__Dataset records__
● ● ●

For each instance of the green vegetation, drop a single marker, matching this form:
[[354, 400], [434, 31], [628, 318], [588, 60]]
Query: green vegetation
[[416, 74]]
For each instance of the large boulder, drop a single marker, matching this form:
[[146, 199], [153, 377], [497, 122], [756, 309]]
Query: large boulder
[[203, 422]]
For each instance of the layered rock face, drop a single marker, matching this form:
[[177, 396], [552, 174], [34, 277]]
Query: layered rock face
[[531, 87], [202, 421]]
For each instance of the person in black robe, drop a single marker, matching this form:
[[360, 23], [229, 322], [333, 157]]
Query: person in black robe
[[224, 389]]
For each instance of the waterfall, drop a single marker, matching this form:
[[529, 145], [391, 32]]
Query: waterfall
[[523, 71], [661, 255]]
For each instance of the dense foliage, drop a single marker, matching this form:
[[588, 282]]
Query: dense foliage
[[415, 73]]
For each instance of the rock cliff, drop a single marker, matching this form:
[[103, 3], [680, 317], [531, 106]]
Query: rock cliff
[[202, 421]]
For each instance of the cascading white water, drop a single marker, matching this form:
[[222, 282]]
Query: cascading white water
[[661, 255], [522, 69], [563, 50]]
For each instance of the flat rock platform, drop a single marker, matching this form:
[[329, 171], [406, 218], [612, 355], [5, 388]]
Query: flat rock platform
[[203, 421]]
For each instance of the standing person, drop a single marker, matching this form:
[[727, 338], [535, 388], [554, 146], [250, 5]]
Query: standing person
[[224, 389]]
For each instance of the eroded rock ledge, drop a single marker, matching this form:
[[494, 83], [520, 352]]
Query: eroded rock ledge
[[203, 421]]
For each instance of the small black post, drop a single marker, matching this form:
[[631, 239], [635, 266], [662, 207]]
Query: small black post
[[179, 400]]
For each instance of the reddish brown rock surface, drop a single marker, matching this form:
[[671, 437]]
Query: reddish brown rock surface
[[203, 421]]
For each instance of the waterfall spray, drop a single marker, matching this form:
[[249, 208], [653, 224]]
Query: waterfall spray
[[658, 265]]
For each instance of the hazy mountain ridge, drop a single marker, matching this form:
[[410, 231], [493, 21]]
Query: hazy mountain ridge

● ● ●

__WHAT NEEDS TO BE DONE__
Rewrite the material starting with the line that contains "For each instance of the layered" and going on through the line that contains "[[415, 73]]", changing "drop" to "place" and leaving everything else the same.

__RESPONSE TO THIS EXERCISE__
For each instance of the layered rock face, place a single marker, matching this form:
[[177, 396], [552, 174], [34, 277]]
Query: layered rock face
[[531, 87], [202, 421]]
For each instance of the person in black robe, place a single marker, matching this form:
[[360, 23], [229, 322], [333, 157]]
Query: person in black robe
[[224, 389]]
For each instance of the waterfall, place a single marker, matching this form:
[[529, 145], [391, 32]]
Query: waterfall
[[523, 71], [661, 255]]
For each instance of the dense foliage, place a single marker, matching this form:
[[588, 282]]
Query: dense foliage
[[415, 73]]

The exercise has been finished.